Goal of the exercise: Swap each occurrence of "reference point" in the entries below for "grasp point", changing nothing else, and leave the pictures out of your output.

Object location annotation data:
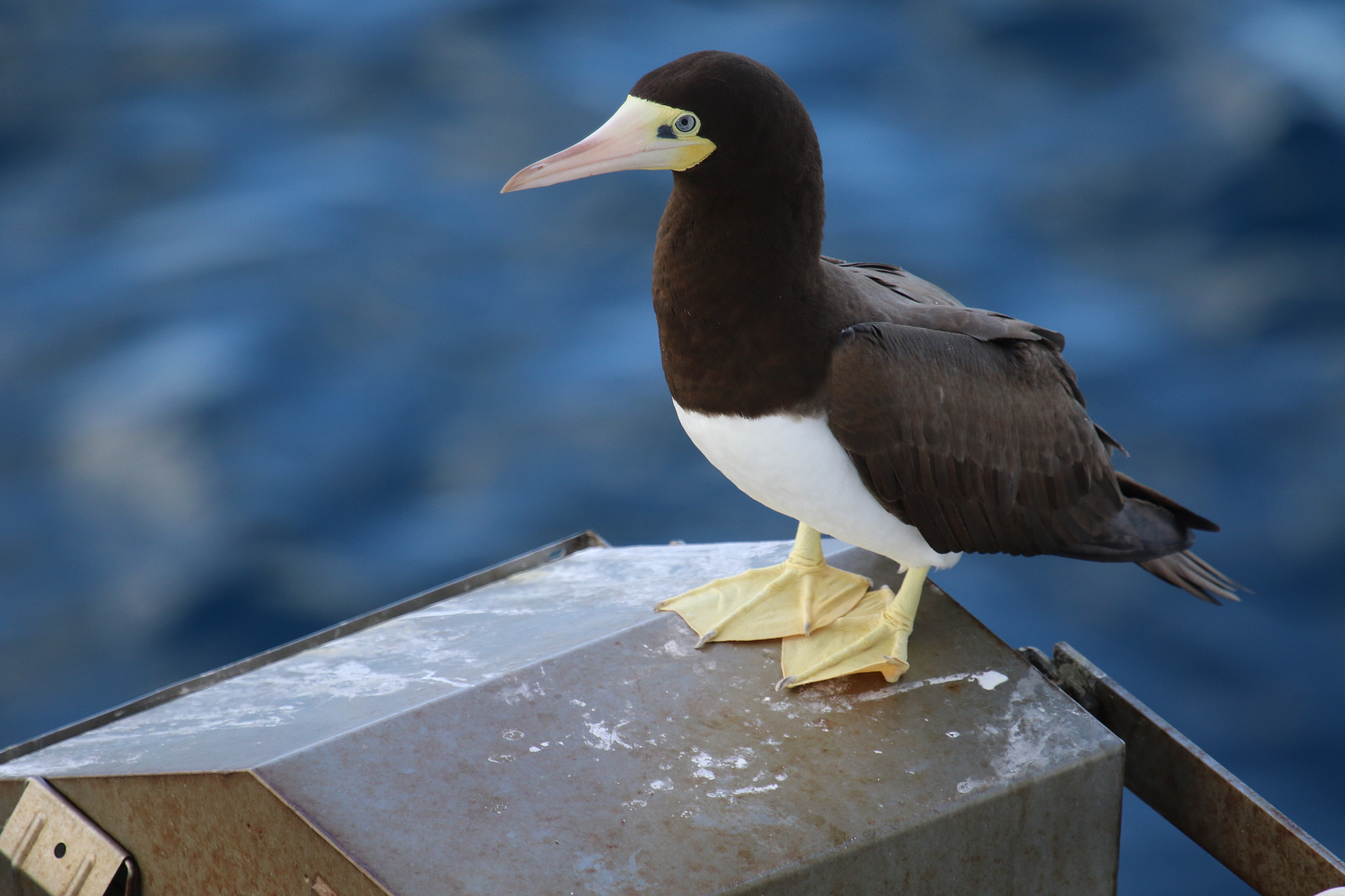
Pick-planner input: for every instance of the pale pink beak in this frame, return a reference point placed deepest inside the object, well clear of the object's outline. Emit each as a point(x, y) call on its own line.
point(630, 140)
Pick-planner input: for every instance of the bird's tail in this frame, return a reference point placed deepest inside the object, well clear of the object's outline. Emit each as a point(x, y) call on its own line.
point(1191, 574)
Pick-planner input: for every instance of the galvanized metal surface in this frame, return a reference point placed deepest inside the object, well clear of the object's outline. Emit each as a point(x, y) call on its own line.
point(1201, 798)
point(549, 734)
point(55, 849)
point(200, 683)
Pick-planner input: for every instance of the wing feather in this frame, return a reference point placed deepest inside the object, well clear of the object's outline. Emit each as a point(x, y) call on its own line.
point(969, 426)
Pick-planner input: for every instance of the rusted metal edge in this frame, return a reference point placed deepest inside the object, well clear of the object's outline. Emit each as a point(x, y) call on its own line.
point(318, 829)
point(545, 554)
point(1201, 798)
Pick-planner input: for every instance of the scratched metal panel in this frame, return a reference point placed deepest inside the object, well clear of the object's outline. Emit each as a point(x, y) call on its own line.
point(549, 734)
point(639, 765)
point(396, 666)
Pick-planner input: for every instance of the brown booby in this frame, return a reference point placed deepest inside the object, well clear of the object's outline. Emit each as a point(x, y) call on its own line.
point(856, 398)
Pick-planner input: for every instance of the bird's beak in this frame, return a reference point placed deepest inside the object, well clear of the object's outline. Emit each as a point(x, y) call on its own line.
point(642, 135)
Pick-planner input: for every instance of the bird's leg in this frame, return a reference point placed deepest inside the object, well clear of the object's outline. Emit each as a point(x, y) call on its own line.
point(795, 597)
point(870, 639)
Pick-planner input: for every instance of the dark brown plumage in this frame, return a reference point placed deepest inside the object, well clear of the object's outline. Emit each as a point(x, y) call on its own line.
point(962, 422)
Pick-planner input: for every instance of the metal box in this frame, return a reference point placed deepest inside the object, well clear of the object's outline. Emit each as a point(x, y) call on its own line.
point(549, 734)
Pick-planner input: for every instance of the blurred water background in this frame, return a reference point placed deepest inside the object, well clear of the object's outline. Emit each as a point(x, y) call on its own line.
point(275, 351)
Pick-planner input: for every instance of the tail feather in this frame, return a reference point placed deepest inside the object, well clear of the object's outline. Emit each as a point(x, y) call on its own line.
point(1191, 574)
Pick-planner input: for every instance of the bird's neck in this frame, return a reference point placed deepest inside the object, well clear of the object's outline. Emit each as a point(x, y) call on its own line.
point(738, 281)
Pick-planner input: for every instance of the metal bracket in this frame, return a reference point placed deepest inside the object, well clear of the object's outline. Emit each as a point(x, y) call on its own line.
point(53, 845)
point(1184, 785)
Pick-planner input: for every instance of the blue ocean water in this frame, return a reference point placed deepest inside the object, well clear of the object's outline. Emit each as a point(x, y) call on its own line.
point(275, 350)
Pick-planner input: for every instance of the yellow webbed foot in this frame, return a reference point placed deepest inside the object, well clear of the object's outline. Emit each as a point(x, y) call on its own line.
point(797, 597)
point(870, 639)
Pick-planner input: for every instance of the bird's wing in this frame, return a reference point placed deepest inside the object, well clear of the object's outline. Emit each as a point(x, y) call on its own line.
point(969, 426)
point(899, 281)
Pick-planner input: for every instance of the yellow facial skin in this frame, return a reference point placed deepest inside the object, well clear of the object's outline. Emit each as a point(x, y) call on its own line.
point(642, 136)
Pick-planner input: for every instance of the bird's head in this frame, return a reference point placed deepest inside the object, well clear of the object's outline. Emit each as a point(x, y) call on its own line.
point(704, 105)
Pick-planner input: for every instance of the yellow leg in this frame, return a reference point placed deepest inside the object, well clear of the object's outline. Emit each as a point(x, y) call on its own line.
point(870, 639)
point(795, 597)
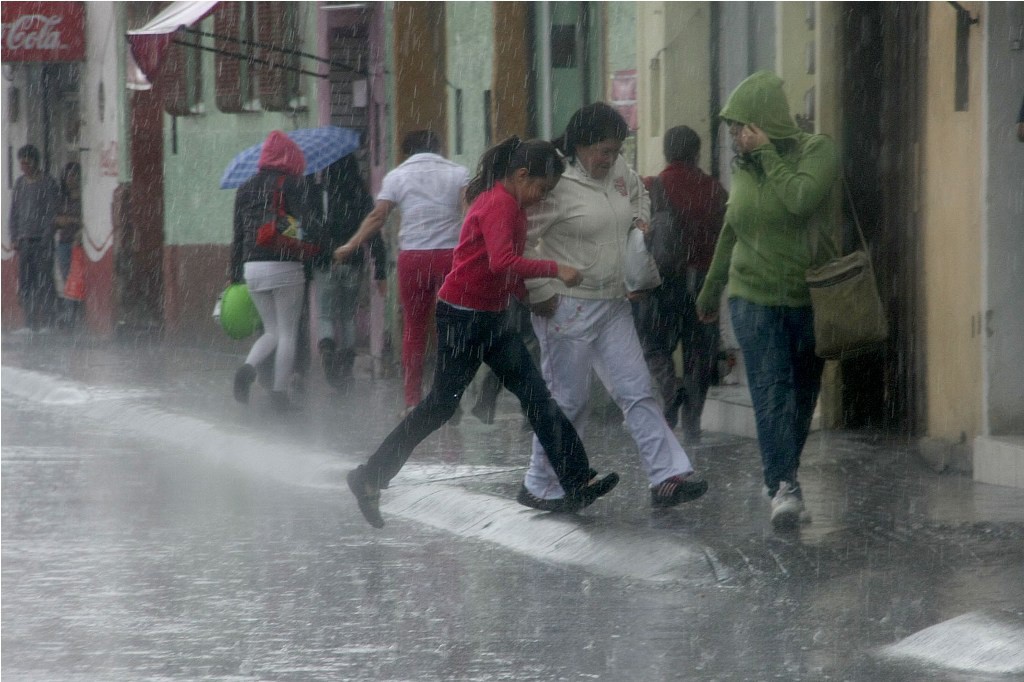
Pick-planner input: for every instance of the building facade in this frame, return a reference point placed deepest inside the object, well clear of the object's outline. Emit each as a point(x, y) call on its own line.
point(915, 96)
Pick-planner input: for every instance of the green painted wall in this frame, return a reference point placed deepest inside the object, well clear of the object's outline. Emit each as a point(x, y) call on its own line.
point(621, 51)
point(196, 210)
point(470, 56)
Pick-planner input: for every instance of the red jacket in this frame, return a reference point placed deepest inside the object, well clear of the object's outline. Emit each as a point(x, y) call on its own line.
point(487, 267)
point(700, 202)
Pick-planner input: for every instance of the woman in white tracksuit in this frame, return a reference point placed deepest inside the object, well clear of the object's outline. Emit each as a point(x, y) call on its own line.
point(585, 222)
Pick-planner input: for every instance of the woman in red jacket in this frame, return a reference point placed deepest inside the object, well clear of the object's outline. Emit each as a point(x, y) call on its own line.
point(472, 327)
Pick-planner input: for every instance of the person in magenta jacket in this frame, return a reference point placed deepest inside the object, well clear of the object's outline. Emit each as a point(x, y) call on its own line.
point(487, 271)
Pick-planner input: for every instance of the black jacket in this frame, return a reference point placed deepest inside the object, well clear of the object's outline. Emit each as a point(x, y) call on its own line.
point(253, 207)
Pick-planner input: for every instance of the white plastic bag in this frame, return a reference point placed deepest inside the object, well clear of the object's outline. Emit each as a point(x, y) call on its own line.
point(640, 268)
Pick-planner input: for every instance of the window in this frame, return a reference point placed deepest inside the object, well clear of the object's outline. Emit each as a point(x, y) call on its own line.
point(182, 78)
point(254, 41)
point(232, 23)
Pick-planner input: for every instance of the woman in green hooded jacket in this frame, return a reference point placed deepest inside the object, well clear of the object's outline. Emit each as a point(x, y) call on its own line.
point(781, 179)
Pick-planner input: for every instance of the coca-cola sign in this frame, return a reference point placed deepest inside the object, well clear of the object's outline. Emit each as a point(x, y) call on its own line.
point(43, 31)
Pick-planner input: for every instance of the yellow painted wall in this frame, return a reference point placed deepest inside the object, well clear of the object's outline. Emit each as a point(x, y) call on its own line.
point(796, 51)
point(675, 92)
point(951, 232)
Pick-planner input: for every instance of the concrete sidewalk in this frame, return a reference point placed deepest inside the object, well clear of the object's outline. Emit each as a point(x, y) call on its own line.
point(848, 477)
point(899, 562)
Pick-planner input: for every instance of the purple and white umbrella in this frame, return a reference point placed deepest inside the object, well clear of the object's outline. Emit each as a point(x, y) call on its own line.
point(322, 147)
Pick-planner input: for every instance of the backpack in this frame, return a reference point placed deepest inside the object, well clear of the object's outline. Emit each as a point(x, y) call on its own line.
point(666, 233)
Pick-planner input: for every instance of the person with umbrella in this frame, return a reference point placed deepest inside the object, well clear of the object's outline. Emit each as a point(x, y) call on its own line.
point(428, 189)
point(344, 202)
point(268, 256)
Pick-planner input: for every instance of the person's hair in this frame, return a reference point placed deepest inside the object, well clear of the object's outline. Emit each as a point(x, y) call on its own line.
point(539, 157)
point(421, 141)
point(29, 152)
point(682, 144)
point(590, 125)
point(70, 167)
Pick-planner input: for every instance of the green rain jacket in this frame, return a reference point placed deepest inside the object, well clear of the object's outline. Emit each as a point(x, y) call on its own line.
point(763, 251)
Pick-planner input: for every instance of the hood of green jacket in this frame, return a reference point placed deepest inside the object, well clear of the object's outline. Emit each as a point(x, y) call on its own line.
point(760, 99)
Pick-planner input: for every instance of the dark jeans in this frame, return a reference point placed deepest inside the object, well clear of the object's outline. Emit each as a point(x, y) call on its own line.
point(784, 377)
point(36, 291)
point(665, 318)
point(518, 312)
point(465, 338)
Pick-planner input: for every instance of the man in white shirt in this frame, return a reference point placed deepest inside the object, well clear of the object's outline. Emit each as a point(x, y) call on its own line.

Exercise solution:
Pick-planner input: for every instance of the pale pink beak in this frame, return a grasp point placed deepest inside the object, well clear of the object's outline. Emit each as a point(x, y) call on its own line.
point(630, 140)
Pick-planner input: for every instance of the bird's tail in this frame, return a grasp point placed deepest inside the object, well clear of the object's outline. Emit each as a point(x, y) call on its own line.
point(1191, 574)
Pick-planner input: for every instance of the galvanized metal surface in this frame, return a grasp point placed deepest inside the object, well clear of the object's outline. Emit each as a point(x, y) call on its own line.
point(1201, 798)
point(549, 734)
point(55, 849)
point(200, 683)
Pick-planner input: for every instance of the wing feather in this frame, return a grasp point placed deepest inside the object, well clear of the object's outline. Emit each as a point(x, y) call on its own line.
point(969, 426)
Pick-planner input: for every instance of the rusted metal edge in this frame, return a grasp point placed deepest inside the object, well clear of the object's outline. Emit each as a point(x, y) call on its own line.
point(318, 829)
point(545, 554)
point(1201, 798)
Pick-planner input: for every instance of the scratched metal panel in this frame, return a grasp point placed deepest inside the object, well clear of the object's outline. Emit each as a point(x, y) call on its own line.
point(549, 734)
point(639, 765)
point(396, 666)
Pick-planner input: for every instance of the brown booby in this frame, return a grasp point placed deepest inside the object, well clear of the object's outline. Emit each as a point(x, y) call on its own line.
point(856, 398)
Pick-planner input: for every instance of the bird's beak in this frame, return a grasp point placed deepest inside the object, well clear of the object's outline. Emit each as a point(x, y) call on its own line.
point(642, 135)
Pick-planner input: for every instance of the bird's leg in this frame, return a grasp point placed deepest inside the object, well clear of the object's outline. Emit each as a point(x, y) call on its own line.
point(795, 597)
point(870, 639)
Pick-planner input: for every instance of the dark brown plumage in this frame, return a grasp point placed deepest inside the object, well clear of the object's outline. Emit each as a point(x, y) call on its own line.
point(962, 422)
Pick-planner input: for every instance of the metal box in this frame, return a grasp point placed deepest inside the object, well clear of the object's outline. Emit each as a point(x, y) call on its own line.
point(549, 734)
Pick-planner input: for every instance of the blurred water background in this frame, return a grasp point placed deepest inside the object, well clear of the object's outline. Emit each as a point(x, y) call on its own line.
point(275, 351)
Pick-planner input: for every instance of the tail feather in this frame, return a grasp point placed deepest inside the object, well clear of the object's outline. Emit each as a point(x, y) call on its own line.
point(1191, 574)
Pick-planner input: for every instance of the bird's neck in this frame, return a grasp point placed deepest inside the object, well clear of the object's outline. Emit each as a point(x, y) call on its own line.
point(738, 281)
Pick-planner input: for every instance of the metal bracket in this frame, return a grasp point placed deepest inside the object, well clear of the object's outline. Emit each as a point(x, y) call on its own line.
point(53, 845)
point(1184, 785)
Pick-planner input: for every instance of the blue ocean water in this frame, return a grasp point placed deepest inside the object, well clear of the object's outline. Emit each as a point(x, y) call on its own line.
point(275, 350)
Pick-planner input: for every instance of the yellow webbed foot in this frame, return a grasp point placed deepest inside the object, well clear of the object's outline. Emit each as a point(x, y) call on its own line.
point(797, 597)
point(870, 639)
Pick-planner input: for every instance of the bird's wing in this frame, return a grasp point placed deepest inside the object, well clear of the object's outline. Emit each as a point(x, y) call on its own line.
point(969, 426)
point(899, 281)
Pick-planner input: for every instance of the yellow facial skin in this frame, return a grasp point placed deepest inside the object, well clear of the object's outline. Emit each as a point(x, y) call on its own line.
point(642, 136)
Pick-planner input: for every instance of the bird's head in this frame, return a grasp point placed deepest inside the object, well clear of the object's outline. Emit each as a point(x, y) call on its own line.
point(704, 105)
Pick-planner input: for every instance of the yellow leg in this frame, return a grasp point placed deepest inside the object, well clear of the object's outline. Emit each as a point(x, y) call on its own line.
point(870, 639)
point(795, 597)
Pick-planner input: for every instance of the building facade in this frame, return a grasp point placed deepest inside the object, well clear of the object's outline. Emit each as a point(x, y) call on its own line.
point(915, 96)
Pick-planner input: for every instance of the green painted wall in this frame, return a grasp point placed deepest inside the object, well clear of the object's outline. Emit each as a point(x, y) call on its own line.
point(621, 51)
point(196, 210)
point(470, 56)
Pick-planner input: for every instance of the red jacket in this frame, return a grasp point placed deepest inside the object, well clear of the object's outline. Emit each as a point(x, y) call on its own line.
point(487, 267)
point(700, 202)
Pick-planner input: for every instance of the woman in white tracksuit in this frame, return a grasp point placed deepest inside the object, well clear of the object's outline. Emit each as a point(x, y) call on its own line.
point(585, 222)
Pick-planner input: for every instance of the woman in red jacket in this frame, return a grasp point placed deepest inside the object, well clear of the object's outline. Emit each as a point(x, y) call on its own line.
point(472, 327)
Pick-planner input: for every instance of the person in magenta jacket in this frame, return a grasp point placed deepest inside the object, well clear of the object's outline. Emit each as a point(x, y) call on its own line.
point(487, 271)
Pick-planner input: for every instance of the black jacket in this frame, return a grasp point placed deepest inside the object, well clear of the object's outline. Emit each as a point(x, y) call on its own line.
point(253, 207)
Pick-planner input: for every instance of the white plastic bag in this frame, return a grasp point placed deepest inside the object, well clear of the object's outline. Emit each as a point(x, y) call on its own line.
point(640, 268)
Pick-planner input: for every instance of the window in this frame, return a grasp point placed deepest inside the object, well clear of the object's outline. Emit each as a point(x, y) call on its own line.
point(182, 78)
point(254, 41)
point(232, 23)
Pick-planner input: for every instance of the woman in green hooded jacket in this frame, return a grasp point placed deepest inside the object, well clear of the object's outline. Emit each as a point(x, y) call on its own line.
point(781, 179)
Pick-planner input: for every instance of the coca-cola sign in this frame, return a grasp point placed deepest inside the object, well clear of the object's outline. Emit each as a point(x, y) call on its own line.
point(43, 31)
Pick-planner input: for every instance of the yellow painted wall in this frame, return a grasp point placed deepest inside the object, well clear of the object's outline. Emit each as a point(x, y) call on its own line.
point(796, 51)
point(675, 92)
point(951, 232)
Pick-planner input: for every instance of the concrete sidewalk in this frame, return a grasp point placed deepest inside the object, well clear of the object's outline. Emit each as a point(x, y) call on its own line.
point(848, 477)
point(899, 562)
Pick-planner input: for every instance of the purple and white umbrella in this frame, return a grasp point placed deepest inside the object, well clear of the object's outline. Emit each as a point(x, y) call on its own line.
point(322, 147)
Pick-planner input: for every instance of the backpack in this frame, return a grasp point placed deepest inside the object, well clear of the object's outline. Emit each as a point(x, y) call on its own line.
point(666, 233)
Pick-planner input: for every instance of the person with umbrella in this frame, return a grasp point placed deepest inside the object, well clear of the object's outline. Emit each as a point(x, y) call on its own line.
point(428, 189)
point(344, 202)
point(268, 256)
Pick-planner input: for every instance of the person's hair in this frame, return a grasp point placed deepest inside the object, well clear of the object's outline. Emit each as a point(x, y) call on its own line.
point(539, 157)
point(421, 141)
point(29, 152)
point(682, 144)
point(590, 125)
point(70, 167)
Pick-planner input: for every instance of the green rain jacket in this frame, return a grasp point placed deepest inside the object, well clear of the object's outline. Emit each as a point(x, y) call on its own line.
point(763, 251)
Pick-planner input: for every instance of the hood of green jacket in this frame, return a grasp point placed deepest inside the object, well clear of the object's outline. Emit each as a point(x, y) call on its own line.
point(760, 99)
Pick-planner input: for every instance of the dark jeans in this frame, return a grasp point placed deepest inside the object, well clear of the object's outline. Emit each as a point(x, y) call on its own line.
point(784, 377)
point(36, 291)
point(665, 318)
point(518, 312)
point(465, 338)
Pick-planner input: for every instance of the man in white shirt in this frame, return a grasp point placed deepest inside the object, well clear of the object's outline. Emit each as a point(x, y) call on its own line.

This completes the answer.